Dataset entries

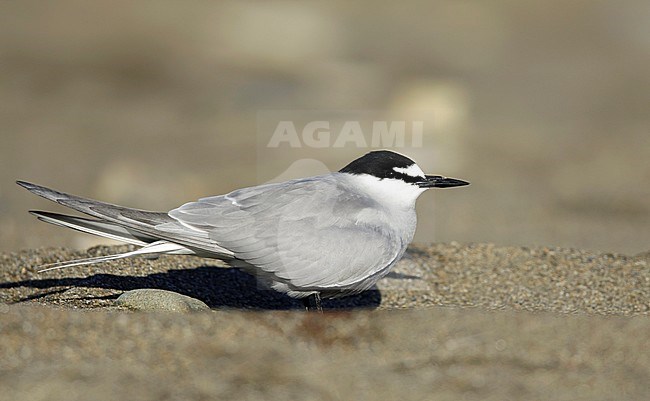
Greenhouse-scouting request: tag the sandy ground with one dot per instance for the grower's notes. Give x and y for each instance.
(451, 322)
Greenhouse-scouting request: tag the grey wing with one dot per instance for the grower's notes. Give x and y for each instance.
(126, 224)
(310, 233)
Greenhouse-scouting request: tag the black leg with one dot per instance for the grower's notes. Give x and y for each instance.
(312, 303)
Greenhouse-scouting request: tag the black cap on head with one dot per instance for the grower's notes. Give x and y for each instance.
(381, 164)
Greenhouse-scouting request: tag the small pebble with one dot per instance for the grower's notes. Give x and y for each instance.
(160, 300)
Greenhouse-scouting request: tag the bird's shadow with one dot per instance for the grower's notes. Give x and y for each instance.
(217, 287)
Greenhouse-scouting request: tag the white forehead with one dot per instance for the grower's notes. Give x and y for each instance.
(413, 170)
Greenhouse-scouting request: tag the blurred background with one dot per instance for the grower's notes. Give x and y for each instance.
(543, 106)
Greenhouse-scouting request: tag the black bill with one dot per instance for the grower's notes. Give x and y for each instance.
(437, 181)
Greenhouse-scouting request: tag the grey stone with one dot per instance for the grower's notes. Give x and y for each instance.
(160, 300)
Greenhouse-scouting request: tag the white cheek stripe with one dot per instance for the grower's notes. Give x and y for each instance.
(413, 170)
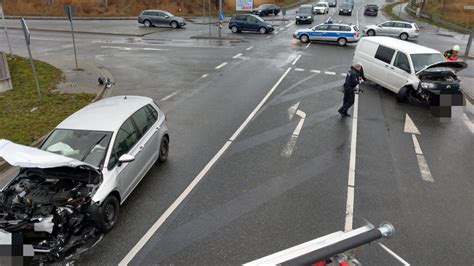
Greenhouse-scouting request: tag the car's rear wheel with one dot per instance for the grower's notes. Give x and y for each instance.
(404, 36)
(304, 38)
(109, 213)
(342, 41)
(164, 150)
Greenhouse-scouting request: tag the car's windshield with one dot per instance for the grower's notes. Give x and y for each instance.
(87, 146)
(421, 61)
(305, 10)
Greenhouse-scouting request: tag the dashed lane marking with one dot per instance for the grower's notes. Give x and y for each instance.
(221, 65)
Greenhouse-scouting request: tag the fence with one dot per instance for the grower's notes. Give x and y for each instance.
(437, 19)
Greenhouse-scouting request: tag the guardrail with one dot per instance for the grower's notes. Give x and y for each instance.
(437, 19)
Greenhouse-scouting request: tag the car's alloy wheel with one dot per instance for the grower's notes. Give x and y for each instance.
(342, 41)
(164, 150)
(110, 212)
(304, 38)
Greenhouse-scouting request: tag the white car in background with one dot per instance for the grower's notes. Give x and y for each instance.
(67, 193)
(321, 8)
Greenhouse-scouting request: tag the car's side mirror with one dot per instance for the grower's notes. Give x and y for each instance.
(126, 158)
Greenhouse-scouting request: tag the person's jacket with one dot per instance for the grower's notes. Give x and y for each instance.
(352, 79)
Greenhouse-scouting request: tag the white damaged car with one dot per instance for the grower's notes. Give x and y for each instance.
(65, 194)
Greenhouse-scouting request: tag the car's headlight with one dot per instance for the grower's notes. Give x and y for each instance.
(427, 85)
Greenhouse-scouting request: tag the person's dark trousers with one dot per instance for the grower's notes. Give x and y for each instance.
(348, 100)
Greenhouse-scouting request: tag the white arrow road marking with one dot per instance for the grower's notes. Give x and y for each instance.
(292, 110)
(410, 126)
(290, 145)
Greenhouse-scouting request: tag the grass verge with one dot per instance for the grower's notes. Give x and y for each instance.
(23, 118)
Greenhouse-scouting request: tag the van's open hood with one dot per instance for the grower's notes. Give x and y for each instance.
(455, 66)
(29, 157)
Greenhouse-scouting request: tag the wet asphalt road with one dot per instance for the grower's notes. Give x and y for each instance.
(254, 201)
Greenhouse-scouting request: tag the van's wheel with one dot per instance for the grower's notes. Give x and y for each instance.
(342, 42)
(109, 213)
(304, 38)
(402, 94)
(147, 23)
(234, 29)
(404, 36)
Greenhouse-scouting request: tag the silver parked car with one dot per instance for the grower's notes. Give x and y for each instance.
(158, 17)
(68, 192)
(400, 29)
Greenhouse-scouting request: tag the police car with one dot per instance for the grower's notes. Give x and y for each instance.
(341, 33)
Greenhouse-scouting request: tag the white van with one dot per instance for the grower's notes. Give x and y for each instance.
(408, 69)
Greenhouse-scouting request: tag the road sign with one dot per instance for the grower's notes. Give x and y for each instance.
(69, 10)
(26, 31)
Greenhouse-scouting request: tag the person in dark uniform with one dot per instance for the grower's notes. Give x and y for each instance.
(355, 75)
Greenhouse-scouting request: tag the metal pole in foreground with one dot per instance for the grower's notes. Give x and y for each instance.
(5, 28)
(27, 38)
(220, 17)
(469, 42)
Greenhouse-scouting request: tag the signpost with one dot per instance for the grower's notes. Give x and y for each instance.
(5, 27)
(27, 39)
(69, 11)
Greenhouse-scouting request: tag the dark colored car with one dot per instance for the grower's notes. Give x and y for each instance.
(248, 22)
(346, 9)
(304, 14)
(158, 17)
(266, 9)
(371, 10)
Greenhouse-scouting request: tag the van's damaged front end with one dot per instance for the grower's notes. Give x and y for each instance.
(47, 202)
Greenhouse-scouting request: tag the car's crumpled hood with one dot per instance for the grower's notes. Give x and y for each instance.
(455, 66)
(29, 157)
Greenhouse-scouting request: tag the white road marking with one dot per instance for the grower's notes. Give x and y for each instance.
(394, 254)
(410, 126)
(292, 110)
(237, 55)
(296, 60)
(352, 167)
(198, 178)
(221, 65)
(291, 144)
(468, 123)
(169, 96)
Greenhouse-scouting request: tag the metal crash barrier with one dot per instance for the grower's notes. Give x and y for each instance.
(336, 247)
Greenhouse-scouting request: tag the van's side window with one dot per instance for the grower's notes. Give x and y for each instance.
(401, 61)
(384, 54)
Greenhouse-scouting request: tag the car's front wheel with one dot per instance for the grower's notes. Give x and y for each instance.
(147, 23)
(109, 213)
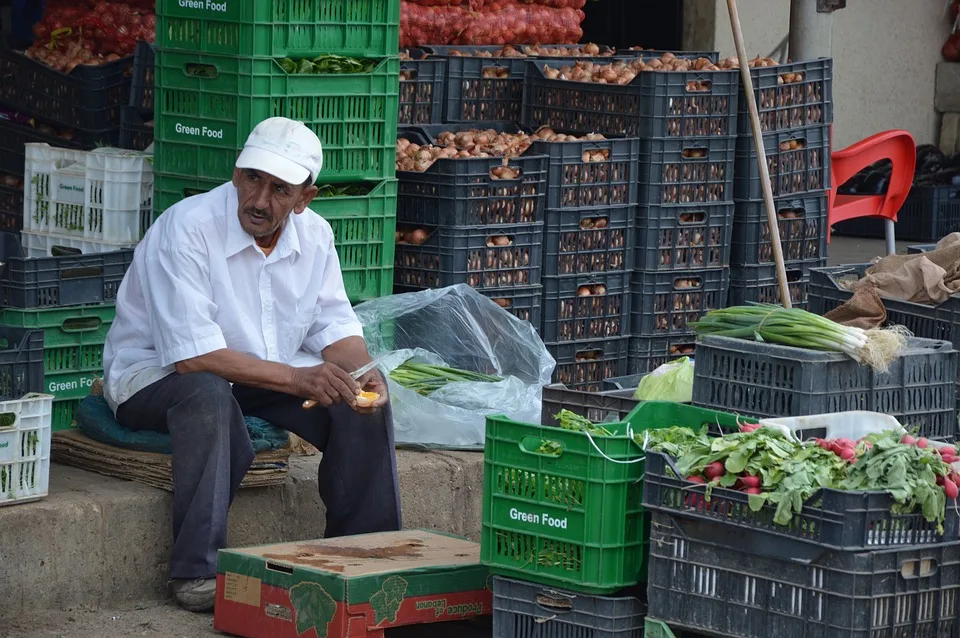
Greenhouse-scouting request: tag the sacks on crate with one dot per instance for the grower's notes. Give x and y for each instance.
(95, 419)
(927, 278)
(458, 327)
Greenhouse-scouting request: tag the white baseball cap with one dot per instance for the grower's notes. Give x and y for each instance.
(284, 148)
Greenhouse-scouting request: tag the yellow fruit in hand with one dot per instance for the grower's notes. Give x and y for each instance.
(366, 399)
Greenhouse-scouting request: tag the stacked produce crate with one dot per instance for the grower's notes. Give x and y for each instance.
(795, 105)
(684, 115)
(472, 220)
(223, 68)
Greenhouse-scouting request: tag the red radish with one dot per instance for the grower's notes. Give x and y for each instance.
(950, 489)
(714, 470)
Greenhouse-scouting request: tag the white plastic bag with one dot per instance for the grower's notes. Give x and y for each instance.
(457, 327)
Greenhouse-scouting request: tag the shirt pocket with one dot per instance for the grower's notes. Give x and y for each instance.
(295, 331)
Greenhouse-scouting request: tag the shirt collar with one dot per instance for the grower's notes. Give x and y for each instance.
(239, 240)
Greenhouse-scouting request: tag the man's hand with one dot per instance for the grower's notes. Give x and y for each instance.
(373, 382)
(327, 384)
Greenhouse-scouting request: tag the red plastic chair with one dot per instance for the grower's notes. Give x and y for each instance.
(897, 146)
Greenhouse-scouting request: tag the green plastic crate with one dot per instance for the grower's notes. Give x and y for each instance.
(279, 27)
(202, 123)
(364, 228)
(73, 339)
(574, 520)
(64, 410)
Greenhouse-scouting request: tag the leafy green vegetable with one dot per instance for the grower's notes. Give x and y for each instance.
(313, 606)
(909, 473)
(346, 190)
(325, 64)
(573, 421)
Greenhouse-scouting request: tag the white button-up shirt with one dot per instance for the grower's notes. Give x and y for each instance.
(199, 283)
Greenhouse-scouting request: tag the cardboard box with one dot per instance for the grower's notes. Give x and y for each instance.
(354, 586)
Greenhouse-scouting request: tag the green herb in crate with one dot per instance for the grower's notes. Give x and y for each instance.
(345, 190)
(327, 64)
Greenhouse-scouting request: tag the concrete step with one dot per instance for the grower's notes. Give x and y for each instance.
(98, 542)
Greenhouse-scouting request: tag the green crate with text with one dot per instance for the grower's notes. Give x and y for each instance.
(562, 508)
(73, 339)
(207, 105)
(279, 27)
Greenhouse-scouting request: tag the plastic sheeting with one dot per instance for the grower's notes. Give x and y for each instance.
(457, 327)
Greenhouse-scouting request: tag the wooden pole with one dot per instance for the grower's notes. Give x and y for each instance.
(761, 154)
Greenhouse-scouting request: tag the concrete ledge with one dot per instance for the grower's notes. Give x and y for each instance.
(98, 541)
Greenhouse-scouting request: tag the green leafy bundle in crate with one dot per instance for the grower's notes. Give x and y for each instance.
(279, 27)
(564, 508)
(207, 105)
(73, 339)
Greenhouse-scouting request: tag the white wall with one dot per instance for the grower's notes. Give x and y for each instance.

---

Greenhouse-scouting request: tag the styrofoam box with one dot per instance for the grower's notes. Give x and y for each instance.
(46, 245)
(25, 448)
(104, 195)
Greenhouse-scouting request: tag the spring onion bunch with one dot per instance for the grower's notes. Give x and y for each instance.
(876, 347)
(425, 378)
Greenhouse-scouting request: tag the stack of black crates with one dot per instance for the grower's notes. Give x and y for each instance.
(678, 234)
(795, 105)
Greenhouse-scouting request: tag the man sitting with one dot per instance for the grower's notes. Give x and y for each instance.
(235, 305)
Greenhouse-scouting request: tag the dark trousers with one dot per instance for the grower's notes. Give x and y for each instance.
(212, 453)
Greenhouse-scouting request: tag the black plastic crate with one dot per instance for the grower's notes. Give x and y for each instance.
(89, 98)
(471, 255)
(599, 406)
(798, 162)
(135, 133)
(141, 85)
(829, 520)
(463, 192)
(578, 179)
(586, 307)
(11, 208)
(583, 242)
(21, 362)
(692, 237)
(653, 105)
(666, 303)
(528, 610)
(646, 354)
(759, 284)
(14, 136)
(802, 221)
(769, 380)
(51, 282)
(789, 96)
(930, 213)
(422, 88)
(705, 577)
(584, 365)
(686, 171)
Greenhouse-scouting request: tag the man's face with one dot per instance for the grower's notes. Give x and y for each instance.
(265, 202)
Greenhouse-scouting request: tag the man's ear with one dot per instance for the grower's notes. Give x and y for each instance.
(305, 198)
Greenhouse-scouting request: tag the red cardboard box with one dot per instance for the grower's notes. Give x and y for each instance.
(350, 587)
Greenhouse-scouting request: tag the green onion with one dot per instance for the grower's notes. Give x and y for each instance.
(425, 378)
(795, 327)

Problem:
Write down exactly the span of lines above from the one containing "Greenhouse-scouting request: tag the green crate" to the one containing "Greenhouse-scouting request: tag the white wall", both ends included.

Final answer:
Greenhouse-scouting request: tag the green crate with text with one dot per instance for the grower's notes. Give x and y for each instance.
(562, 508)
(73, 339)
(207, 105)
(279, 27)
Greenhouse-scouting request: tag the plastic sheeting with one dot per instance for the grower's notes. Give x and y for each instance.
(457, 327)
Greenhouse-scouting request: tag the wooden pole with one dot per instance for the grower's notes. Give x and y for each instance.
(761, 154)
Greenhouse-scouting request: tag the concrete ledge with one dot per instance for the grower's notes. Give x and y for each instance.
(98, 541)
Greenhouse-scouting request: tag the green leafy bundle in crate with one dot per instance for the grower's notes. Give x and y for each instance.
(279, 27)
(564, 508)
(207, 105)
(73, 339)
Greenhouse-scouting request: tag the white wall with one dot per instance for the grower's notes. Give x and y for each instance.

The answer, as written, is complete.